OBJECTIVE
Return the following records line for line, with no changes.

START DATA PROVIDED

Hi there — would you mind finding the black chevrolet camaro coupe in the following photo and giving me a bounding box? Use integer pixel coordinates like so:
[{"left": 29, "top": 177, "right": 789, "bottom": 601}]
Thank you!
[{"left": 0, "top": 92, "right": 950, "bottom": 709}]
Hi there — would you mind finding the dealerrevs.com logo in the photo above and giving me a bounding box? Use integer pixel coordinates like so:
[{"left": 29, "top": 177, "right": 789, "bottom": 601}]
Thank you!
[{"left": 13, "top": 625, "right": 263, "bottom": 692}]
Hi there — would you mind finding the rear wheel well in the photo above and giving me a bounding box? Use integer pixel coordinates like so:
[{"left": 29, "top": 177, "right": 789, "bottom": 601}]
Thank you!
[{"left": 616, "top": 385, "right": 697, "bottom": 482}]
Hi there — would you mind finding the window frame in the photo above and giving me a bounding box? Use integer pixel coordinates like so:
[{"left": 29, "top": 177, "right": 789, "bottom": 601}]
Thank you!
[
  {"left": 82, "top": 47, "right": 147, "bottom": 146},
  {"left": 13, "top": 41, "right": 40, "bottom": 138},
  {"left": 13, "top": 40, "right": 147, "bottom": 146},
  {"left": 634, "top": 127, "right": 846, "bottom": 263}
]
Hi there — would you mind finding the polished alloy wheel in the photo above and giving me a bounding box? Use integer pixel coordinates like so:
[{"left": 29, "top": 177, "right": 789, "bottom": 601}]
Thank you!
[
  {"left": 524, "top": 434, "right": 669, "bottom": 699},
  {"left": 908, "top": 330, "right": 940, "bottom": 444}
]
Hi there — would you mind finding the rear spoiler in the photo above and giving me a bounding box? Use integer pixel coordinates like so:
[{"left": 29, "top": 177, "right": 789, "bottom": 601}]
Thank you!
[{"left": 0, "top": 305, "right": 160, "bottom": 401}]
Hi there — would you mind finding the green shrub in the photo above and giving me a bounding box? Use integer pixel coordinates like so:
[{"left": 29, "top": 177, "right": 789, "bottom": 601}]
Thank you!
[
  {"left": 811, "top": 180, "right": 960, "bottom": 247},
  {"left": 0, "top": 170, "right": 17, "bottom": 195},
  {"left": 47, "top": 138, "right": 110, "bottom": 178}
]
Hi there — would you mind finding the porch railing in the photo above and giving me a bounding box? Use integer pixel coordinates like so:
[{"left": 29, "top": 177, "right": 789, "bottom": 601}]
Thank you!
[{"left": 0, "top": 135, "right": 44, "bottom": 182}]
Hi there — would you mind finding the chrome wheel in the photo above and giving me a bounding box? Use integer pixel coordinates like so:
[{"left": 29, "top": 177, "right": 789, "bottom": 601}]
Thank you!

END DATA PROVIDED

TASK ANSWER
Hi there — would you mind finding the black chevrolet camaro coupe in the following photo and giving me a bounding box? Use integer pixel coordinates like so:
[{"left": 29, "top": 177, "right": 789, "bottom": 601}]
Thank you!
[{"left": 0, "top": 92, "right": 950, "bottom": 709}]
Hi there — would you mind finding the dealerrevs.com logo in the photo above and giving me a bounding box? Use integer pixel coordinates like so:
[{"left": 29, "top": 177, "right": 789, "bottom": 601}]
Thank you!
[{"left": 13, "top": 625, "right": 263, "bottom": 692}]
Hi there — would you mind finding the rear wheel well in the photo above and giving me a bounding box? Use integer pixel coordinates like so:
[{"left": 29, "top": 177, "right": 789, "bottom": 601}]
Thank you!
[{"left": 616, "top": 385, "right": 697, "bottom": 482}]
Hi there — would you mind finding the window frame in the photo above and giving me a bounding box? Use integer pixel coordinates like so:
[{"left": 29, "top": 177, "right": 789, "bottom": 601}]
Thank you!
[
  {"left": 82, "top": 47, "right": 147, "bottom": 146},
  {"left": 13, "top": 41, "right": 40, "bottom": 138},
  {"left": 13, "top": 40, "right": 147, "bottom": 146},
  {"left": 634, "top": 127, "right": 846, "bottom": 263}
]
Hi there — would you mind finding the polished alloy wheel in the photo above and giving me a bounding box? Use integer pixel coordinates like so:
[{"left": 29, "top": 177, "right": 789, "bottom": 601}]
Thank you!
[
  {"left": 524, "top": 434, "right": 669, "bottom": 699},
  {"left": 908, "top": 330, "right": 940, "bottom": 444}
]
Hi there — would you mind finding the rear spoiler in the photo above and giving me a bounding box? Use integer pixel coordinates like so:
[{"left": 29, "top": 177, "right": 789, "bottom": 601}]
Thank you!
[{"left": 0, "top": 305, "right": 160, "bottom": 401}]
Hi there — would you mind finding the green shrub in the photo above and giving me a bounding box? Use integer pixel coordinates like so:
[{"left": 29, "top": 177, "right": 789, "bottom": 601}]
Thank you!
[
  {"left": 811, "top": 180, "right": 960, "bottom": 247},
  {"left": 0, "top": 170, "right": 17, "bottom": 195},
  {"left": 47, "top": 138, "right": 110, "bottom": 178}
]
Hi there — would you mind finding the porch railing in the photo above and giving me a bounding box? Use integer pixel coordinates like so:
[{"left": 29, "top": 177, "right": 789, "bottom": 601}]
Thank you!
[{"left": 0, "top": 135, "right": 44, "bottom": 182}]
Hi there — would you mind finding the chrome wheel in the photo above and giving me a bounding box? Use integer pixel coordinates like so:
[{"left": 29, "top": 177, "right": 789, "bottom": 601}]
Thank you!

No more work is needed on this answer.